What you will do: Produce a verbatim copy of the entries listed below.

Task material:
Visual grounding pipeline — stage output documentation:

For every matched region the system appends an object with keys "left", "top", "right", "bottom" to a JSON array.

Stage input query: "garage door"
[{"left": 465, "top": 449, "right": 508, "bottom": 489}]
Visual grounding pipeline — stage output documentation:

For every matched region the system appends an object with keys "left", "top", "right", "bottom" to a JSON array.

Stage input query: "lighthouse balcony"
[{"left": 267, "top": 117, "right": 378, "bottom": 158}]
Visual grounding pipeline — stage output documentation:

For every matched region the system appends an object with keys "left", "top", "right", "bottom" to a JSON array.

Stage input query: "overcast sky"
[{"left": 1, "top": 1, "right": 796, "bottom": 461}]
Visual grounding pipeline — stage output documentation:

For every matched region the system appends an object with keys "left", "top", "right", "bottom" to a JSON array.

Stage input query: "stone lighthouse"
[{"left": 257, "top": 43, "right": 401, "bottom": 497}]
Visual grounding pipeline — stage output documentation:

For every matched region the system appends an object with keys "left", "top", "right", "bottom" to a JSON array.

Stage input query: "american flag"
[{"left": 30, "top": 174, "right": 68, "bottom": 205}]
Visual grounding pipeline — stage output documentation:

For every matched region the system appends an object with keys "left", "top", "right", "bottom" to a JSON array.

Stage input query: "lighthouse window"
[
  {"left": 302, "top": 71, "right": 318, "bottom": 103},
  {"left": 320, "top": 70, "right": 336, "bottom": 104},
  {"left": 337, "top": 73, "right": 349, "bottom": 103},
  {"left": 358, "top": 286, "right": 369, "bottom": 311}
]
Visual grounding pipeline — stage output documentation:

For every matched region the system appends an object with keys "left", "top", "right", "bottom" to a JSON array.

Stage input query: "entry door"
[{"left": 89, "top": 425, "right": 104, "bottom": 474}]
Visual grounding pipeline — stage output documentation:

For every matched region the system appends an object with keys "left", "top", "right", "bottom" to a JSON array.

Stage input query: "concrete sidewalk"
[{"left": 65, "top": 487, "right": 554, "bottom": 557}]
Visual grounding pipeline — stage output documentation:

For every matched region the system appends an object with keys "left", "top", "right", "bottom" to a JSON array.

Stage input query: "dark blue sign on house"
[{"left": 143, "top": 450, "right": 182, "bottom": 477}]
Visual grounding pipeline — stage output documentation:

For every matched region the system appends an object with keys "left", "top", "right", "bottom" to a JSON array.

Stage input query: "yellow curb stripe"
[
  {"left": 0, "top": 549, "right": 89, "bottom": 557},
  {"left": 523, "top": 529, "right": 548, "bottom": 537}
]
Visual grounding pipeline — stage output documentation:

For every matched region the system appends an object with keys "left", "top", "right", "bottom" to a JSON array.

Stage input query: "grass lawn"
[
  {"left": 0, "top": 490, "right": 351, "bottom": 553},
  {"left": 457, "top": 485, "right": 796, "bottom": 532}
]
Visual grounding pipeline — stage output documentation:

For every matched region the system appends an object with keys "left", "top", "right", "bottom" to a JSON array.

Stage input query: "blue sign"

Response for this exercise:
Visual grounding pipeline — stage output documentation:

For every matched region the system appends an object with keys "left", "top", "right", "bottom" to a JSON array.

Stage input query: "garage door"
[{"left": 465, "top": 449, "right": 508, "bottom": 489}]
Visual grounding pipeline — stage output documentation:

For every matched region the system appends an object with keys "left", "top", "right", "bottom" to a JSON array.

Stage input query: "lighthouse balcony"
[{"left": 267, "top": 117, "right": 378, "bottom": 158}]
Visual grounding pipeline — stage output documentation:

For every matched region the system appends an object with keys "left", "top", "right", "bottom" to a JSON array.

Stage input query: "overcast sky"
[{"left": 1, "top": 1, "right": 796, "bottom": 461}]
Visual grounding pipeline — stage output documentation:

For every matched region the system appends an object with keys "left", "top", "right", "bottom" to a JSON array.

Stage input query: "stone lighthouse"
[{"left": 257, "top": 43, "right": 401, "bottom": 497}]
Visual grounding pipeline — stage output documentation:

For every matched region the system appends an object with keys "left", "top", "right", "bottom" to a JSON array.

Stage input query: "american flag"
[{"left": 30, "top": 174, "right": 68, "bottom": 205}]
Visual grounding pipeline — stage output documentation:

For every matched region the system appends an object with keys "left", "top", "right", "bottom" to a JSON array.

Stage input query: "lighthouse window"
[
  {"left": 302, "top": 71, "right": 318, "bottom": 103},
  {"left": 320, "top": 70, "right": 336, "bottom": 104},
  {"left": 337, "top": 73, "right": 349, "bottom": 103},
  {"left": 358, "top": 286, "right": 369, "bottom": 311}
]
Visual grounding pipeline — stage output documentation:

For every matched region the system appends an object with keys "left", "top", "right", "bottom" to a JSON array.

Stage input query: "entry door"
[{"left": 89, "top": 425, "right": 104, "bottom": 474}]
Visual grounding pipeline — stage output documentation:

For every matched region the system appends an object with keys "left", "top", "right", "bottom" to a JSON array.

Stage input query: "concrete sidewalk"
[{"left": 65, "top": 487, "right": 554, "bottom": 557}]
Visual grounding pipeline — stage output documentation:

For every matched region the system appends an object with keys "left", "top", "right", "bottom" to a JSON array.

Stage input query: "dark blue sign on house"
[{"left": 143, "top": 450, "right": 182, "bottom": 477}]
Visual grounding pipeline — stage output documentation:

For every matched region the system appends an object with keys "left", "top", "right", "bottom" to a JSON array.

Stage input query: "yellow curb stripe"
[
  {"left": 0, "top": 549, "right": 89, "bottom": 557},
  {"left": 523, "top": 529, "right": 548, "bottom": 537}
]
Visual grounding pipeline — stage output documentation:

For every matched region the system appends an object with keys "left", "top", "right", "bottom" to a JSON array.

Stage input query: "grass lawn"
[
  {"left": 0, "top": 490, "right": 351, "bottom": 553},
  {"left": 457, "top": 485, "right": 796, "bottom": 532}
]
Visual grounding pipeline — stage output documentation:

For every matched region the system appends an object with keys "left", "top", "right", "bottom" to a JSON array.

Stage input query: "blue sign"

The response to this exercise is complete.